Dataset items
====================

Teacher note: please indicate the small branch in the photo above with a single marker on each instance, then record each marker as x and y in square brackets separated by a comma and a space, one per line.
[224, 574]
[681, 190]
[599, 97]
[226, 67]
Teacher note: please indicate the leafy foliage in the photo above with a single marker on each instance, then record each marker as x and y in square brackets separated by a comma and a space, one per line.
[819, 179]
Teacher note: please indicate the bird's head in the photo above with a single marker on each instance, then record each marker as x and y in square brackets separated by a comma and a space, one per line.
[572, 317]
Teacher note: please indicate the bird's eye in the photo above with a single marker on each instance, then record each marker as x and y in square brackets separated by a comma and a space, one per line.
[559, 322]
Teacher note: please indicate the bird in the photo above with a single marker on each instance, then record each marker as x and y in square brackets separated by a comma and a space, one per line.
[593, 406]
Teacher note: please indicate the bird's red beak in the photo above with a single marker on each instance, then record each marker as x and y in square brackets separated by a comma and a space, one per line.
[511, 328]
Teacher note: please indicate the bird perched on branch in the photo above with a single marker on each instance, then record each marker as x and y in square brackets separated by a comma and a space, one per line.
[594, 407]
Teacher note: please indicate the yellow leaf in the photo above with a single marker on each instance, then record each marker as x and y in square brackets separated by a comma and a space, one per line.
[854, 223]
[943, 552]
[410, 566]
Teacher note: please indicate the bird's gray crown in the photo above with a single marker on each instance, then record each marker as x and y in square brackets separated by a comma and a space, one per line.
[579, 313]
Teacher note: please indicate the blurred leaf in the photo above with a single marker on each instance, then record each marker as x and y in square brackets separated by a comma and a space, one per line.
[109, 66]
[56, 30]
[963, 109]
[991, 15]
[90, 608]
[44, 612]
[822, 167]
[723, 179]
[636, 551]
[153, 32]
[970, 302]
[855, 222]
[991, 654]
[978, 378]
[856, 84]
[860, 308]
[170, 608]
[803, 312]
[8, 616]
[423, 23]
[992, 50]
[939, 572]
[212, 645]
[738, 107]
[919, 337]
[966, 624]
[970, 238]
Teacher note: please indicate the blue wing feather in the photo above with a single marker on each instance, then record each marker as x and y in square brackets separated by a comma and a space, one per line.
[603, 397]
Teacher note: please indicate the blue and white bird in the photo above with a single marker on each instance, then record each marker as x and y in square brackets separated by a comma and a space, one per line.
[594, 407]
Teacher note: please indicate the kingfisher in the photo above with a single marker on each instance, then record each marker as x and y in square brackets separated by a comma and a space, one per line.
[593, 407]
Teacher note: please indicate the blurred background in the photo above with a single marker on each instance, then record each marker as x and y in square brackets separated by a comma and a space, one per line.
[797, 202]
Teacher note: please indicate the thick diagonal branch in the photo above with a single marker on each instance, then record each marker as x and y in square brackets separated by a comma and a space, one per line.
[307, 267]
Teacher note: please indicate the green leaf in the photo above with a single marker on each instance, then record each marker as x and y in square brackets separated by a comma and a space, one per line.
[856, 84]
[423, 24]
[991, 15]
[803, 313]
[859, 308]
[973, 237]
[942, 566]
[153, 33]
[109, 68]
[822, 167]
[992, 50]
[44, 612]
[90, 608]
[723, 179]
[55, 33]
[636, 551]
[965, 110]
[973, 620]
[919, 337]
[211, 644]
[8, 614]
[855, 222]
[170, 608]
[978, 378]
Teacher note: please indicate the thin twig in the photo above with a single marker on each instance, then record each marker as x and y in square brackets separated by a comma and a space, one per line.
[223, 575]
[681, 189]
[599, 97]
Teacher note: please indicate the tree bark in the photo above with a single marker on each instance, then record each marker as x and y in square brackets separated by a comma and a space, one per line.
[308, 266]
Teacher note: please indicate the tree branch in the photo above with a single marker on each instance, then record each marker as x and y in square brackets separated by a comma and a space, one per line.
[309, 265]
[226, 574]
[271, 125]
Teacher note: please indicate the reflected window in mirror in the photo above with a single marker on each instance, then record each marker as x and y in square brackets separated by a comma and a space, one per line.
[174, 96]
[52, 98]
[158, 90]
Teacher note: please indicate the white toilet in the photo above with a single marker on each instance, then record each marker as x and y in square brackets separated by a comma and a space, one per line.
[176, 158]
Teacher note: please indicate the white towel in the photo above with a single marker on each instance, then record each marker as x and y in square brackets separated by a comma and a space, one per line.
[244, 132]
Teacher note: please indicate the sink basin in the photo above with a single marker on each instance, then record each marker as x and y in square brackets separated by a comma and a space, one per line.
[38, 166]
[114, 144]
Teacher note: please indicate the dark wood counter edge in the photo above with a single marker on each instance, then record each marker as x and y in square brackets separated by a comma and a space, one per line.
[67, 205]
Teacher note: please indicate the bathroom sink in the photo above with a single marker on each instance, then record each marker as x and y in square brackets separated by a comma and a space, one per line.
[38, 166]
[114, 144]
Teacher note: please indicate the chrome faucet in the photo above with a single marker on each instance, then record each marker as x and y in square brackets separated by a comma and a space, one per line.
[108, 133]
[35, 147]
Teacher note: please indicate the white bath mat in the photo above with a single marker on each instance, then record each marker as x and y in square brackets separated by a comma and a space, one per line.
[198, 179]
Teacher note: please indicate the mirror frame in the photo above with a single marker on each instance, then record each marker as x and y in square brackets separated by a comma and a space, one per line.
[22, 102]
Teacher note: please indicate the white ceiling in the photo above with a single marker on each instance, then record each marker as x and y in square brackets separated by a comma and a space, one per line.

====================

What needs to be done:
Rewrite every one of the records, replacing "photo above" with "image above" and leaving all other text unchanged.

The response:
Teacher note: please indicate the small branch in the image above with a single marker on each instance, then record each marker as x and y in square brackets separated by a comma and a space, one per line.
[224, 574]
[681, 190]
[599, 97]
[226, 67]
Teacher note: please indicate the leafy foliage in the image above with a single marker on each instance, then record each marker as x and y in square brackets separated by a comma and a space, one per line.
[819, 179]
Teacher note: please indicate the bird's head in the image above with a single marker on each instance, then record each marker as x and y in square brackets separated by a comma and a space, one per line.
[572, 317]
Teacher note: please indicate the bird's eye in the image above with a single marker on each instance, then record each marker as x and y in square brackets separated by a comma and a space, one per line.
[559, 322]
Teacher note: please indicate the bird in the image above with a single marker on each instance, then record each marker as x and y in square brackets separated by a comma and a space, one per line.
[593, 406]
Teacher note: please indicate the bird's red beak in the image above with a single marker on each instance, then record each marker as x and y in square brackets separated by a comma and a space, one per line.
[511, 328]
Teacher note: please indicate the bird perched on branch in the image above with a single marker on each instance, then record each marker as x and y in square brackets separated by a comma and a space, one per line.
[594, 407]
Teacher note: please indicate the yellow leaf in the image above with a single marker on each instance, then record each marker as x and y in square brackets separated by a comma and a space, one per line.
[854, 223]
[943, 552]
[410, 566]
Teacher note: please indicate the bird's gray crown in the image above with a single marker on each instance, then record each marker as x and y in square brackets separated by a comma and a space, one per line.
[579, 313]
Teacher note: please indicate the blurred leaf in the image above with a single marker on each instance, then record each marker as x and y in square brackets separated by a comma and a space, one per line.
[109, 66]
[56, 30]
[963, 109]
[991, 15]
[90, 608]
[44, 612]
[822, 167]
[723, 179]
[636, 551]
[153, 32]
[970, 302]
[855, 222]
[991, 654]
[978, 378]
[856, 84]
[860, 308]
[170, 608]
[803, 312]
[8, 616]
[423, 23]
[992, 50]
[939, 572]
[212, 645]
[738, 107]
[919, 337]
[966, 624]
[970, 238]
Teacher note: please indicate the blue wing feather in the image above with a single marker on each instance, then record each marker as x and y in square brackets separated by a comma and a space, one per line.
[603, 397]
Teacher note: please indicate the blue and white bird in the image above with a single marker on each instance, then record each marker as x and y in square brackets separated by a comma and a space, one per line.
[594, 407]
Teacher note: please indicate the kingfisher in the image above with a single marker on each instance, then record each marker as x and y in square brackets separated by a comma and a space, one per line.
[593, 407]
Teacher note: please indicate the blurred background in the image above with a single marker on each instance, then record each marker as x and y in square brackets separated by a comma and a space, one per line.
[797, 202]
Teacher note: please indicate the thick diagonal branch in the image above with a single marker on each instance, then record each marker as x and y in square brackets separated by a comma and a space, one per line.
[307, 267]
Teacher note: please indicate the green leaf in the image above with a single marker on each instance, then record each marker as x and y in square brackets separated by a comma and a space, one per line.
[856, 84]
[423, 24]
[991, 15]
[803, 313]
[859, 308]
[973, 237]
[942, 566]
[153, 33]
[109, 68]
[822, 167]
[992, 50]
[44, 612]
[90, 608]
[723, 179]
[55, 33]
[636, 551]
[965, 110]
[973, 620]
[919, 337]
[211, 644]
[8, 614]
[855, 222]
[170, 608]
[978, 378]
Teacher note: please indicate the thin twig in the image above with a single marker on each instance, then record each marker as x and y in square brackets separated by a comma and a space, one per line.
[223, 575]
[681, 189]
[599, 97]
Teacher note: please indicate the tree bark in the image above with a single marker on each instance, then record each marker as x and y in square brackets separated by a comma and a space, one per line.
[308, 266]
Teacher note: please indicate the tree branch in the image above with a single marker on each instance, then record each marker as x and y in square brackets separated by a comma and a space, one per line.
[309, 265]
[226, 574]
[271, 125]
Teacher note: please indicate the reflected window in mirror in the image above with a single marker on each instance, then record each marker as x and y in square brackets separated by a comma and a space, one per line.
[174, 96]
[52, 98]
[158, 90]
Teacher note: please indicate the white toilet in the image above with a single marker on each instance, then record each marker as x and y in square brackets separated by a comma and a space, one per line.
[176, 158]
Teacher note: please indicate the white towel in the image above with a single marker on each instance, then record each marker as x and y in square brackets separated by a comma and a space, one per line.
[244, 132]
Teacher note: please indicate the sink basin in the image above with a single marker on each instance, then record each marker as x and y in square brackets separated by a comma and a space, one per line.
[38, 166]
[114, 144]
Teacher note: please indicate the dark wood counter edge in the image above with a single marker on each instance, then record each marker as x and y in square brackets separated by a comma and a space, one per line.
[67, 205]
Teacher note: please indicate the bathroom sink in the image above with a single marker on each instance, then record each marker as x and y in square brackets separated by a comma and a space, one per line.
[38, 166]
[114, 144]
Teacher note: please indicate the chrome faucet in the image above with a single marker on each instance, then record each marker as x and y in square brackets separated by a comma and a space, one per line.
[108, 133]
[35, 147]
Teacher note: please indicate the white bath mat in the image above with a single marker on each instance, then record each marker as x and y in square brackets separated by a comma and a space, one per line.
[198, 179]
Teacher note: please indicate the mirror frame in the image above with a single marker on each instance, then record each marker as x and y in square brackets separated by a comma and a space, one per line.
[22, 102]
Teacher note: please indicate the white ceiling in the image above with a single marker on each instance, then record each marker as x and y in square brackets separated by a comma and a space, one per line.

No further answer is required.